* WHAT YOU ARE ASKED TO DO
Reproduce the data below line for line, leaving every word and number unchanged.

* INPUT RECORDS
____________________
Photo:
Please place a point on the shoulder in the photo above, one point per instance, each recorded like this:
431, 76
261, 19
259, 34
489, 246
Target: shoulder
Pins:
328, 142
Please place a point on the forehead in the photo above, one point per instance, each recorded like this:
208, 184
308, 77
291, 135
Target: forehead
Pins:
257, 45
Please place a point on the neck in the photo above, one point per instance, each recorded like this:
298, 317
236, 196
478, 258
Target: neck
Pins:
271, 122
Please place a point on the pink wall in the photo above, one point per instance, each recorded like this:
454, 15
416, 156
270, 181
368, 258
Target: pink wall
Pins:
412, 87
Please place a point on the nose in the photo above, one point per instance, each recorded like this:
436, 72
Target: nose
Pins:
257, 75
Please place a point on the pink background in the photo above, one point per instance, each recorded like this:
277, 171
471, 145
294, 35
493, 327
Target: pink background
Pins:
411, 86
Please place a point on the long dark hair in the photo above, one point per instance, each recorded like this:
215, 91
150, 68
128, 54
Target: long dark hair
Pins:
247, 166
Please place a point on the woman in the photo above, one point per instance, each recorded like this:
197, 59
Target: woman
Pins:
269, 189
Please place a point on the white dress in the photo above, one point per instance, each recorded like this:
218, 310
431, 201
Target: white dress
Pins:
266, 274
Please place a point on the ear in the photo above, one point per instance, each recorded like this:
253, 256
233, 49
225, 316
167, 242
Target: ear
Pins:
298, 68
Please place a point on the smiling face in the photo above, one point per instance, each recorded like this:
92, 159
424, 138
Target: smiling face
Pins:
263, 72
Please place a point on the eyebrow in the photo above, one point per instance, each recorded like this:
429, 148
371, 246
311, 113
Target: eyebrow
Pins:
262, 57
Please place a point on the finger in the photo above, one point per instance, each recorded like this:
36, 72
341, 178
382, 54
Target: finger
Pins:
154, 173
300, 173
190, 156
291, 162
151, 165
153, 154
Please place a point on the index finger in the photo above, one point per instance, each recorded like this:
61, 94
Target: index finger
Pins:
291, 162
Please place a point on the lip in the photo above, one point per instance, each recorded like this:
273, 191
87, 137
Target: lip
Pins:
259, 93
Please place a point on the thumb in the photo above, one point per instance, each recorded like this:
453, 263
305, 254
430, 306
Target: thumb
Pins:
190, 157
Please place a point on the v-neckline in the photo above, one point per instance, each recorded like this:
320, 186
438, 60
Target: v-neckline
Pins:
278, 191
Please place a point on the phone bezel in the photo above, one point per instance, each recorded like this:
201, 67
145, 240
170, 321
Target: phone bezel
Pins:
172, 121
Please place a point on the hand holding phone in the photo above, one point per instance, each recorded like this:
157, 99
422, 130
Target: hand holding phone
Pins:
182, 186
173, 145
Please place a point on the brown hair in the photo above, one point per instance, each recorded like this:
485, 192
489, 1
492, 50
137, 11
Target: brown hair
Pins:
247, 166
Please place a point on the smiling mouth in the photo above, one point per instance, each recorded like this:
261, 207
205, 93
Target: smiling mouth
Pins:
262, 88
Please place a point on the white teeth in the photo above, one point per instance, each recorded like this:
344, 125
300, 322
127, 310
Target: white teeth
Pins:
____________________
* RESULT BELOW
Photo:
Please place a point on the shoulder in the photo above, one point per instance, each recorded like this:
431, 76
261, 19
259, 34
489, 246
Target: shoulder
Pins:
328, 142
Please place a point on the forehead in the photo above, one point per instance, each recorded like this:
208, 184
308, 77
291, 135
Target: forehead
Pins:
257, 45
Please place a point on the neck in the photo above, one point per instance, each recorded like this:
298, 317
236, 196
478, 258
Target: neck
Pins:
271, 122
Please place a point on the pink wall in the photo above, one point per instance, each recorded like this:
454, 15
416, 156
270, 181
368, 258
Target: pink wall
Pins:
412, 87
Please place a point on the nose in the photo above, one point per instance, each recorded like this:
436, 72
Target: nose
Pins:
257, 75
Please place a point on the pink background in the photo above, one point per instance, each recorded like this:
277, 171
471, 145
294, 35
493, 327
Target: pink background
Pins:
411, 86
Please place a point on the long dark hair in the photo above, one point per instance, each recorded like this:
215, 91
150, 68
128, 54
Target: long dark hair
Pins:
247, 166
Please place a point on the woman in the photo above, one point per instance, each recorded like this:
197, 59
Target: woman
Pins:
269, 189
Please place a point on the white dress in the photo above, one point per instance, each recorded like this:
218, 310
431, 201
Target: white dress
Pins:
266, 274
Please place a point on the ear in the photo above, one point per instance, each recorded like this:
253, 256
233, 49
225, 316
167, 242
Target: ear
Pins:
298, 68
Please place a point on the smiling face in the photo above, one point per instance, each recorded like this:
92, 159
424, 138
Target: smiling face
Pins:
263, 72
Please place a point on the eyebrow in the photo above, one point per instance, each recorded like this:
429, 148
371, 246
311, 113
Target: eyebrow
Pins:
262, 57
Please place a point on the finger in the photo above, one point per instance, each recorded like this:
36, 72
341, 178
382, 54
Target: finger
Pins:
154, 173
300, 173
190, 156
291, 162
151, 165
153, 154
Please place a point on the index finger in the photo above, one point per instance, each recorded like this:
61, 94
Target: index finger
Pins:
291, 162
Please place a point on the lip in the photo above, one point per instance, each recorded like this:
273, 191
87, 137
Target: lip
Pins:
259, 93
Please place a point on the thumb in the photo above, one point per instance, each recorded like this:
453, 263
305, 254
430, 306
Target: thumb
Pins:
190, 157
Please place a point on the v-neckline in the photo above, one point per instance, each recorded like this:
320, 186
438, 60
Target: v-neckline
Pins:
278, 191
Please place a point on the phone bezel in the photo above, one point per instance, each recorded like this:
201, 67
145, 240
170, 321
Target: phone bezel
Pins:
172, 121
Please place a point on the hand holding phone in the photo above, one point per instance, each recorded like this:
157, 99
422, 130
Target: hand holding phone
Pins:
182, 186
173, 145
Please place a point on the brown hair in the photo above, one point per instance, each recorded like this:
485, 192
489, 1
492, 50
137, 11
Target: brown hair
Pins:
247, 166
Please place a point on the smiling mouth in the photo above, one point per instance, each recorded like this:
261, 207
205, 93
Target: smiling mouth
Pins:
262, 88
Please place a point on the white teeth in the photo above, one point per instance, each recorded like this:
344, 125
300, 322
127, 310
Target: white teeth
Pins:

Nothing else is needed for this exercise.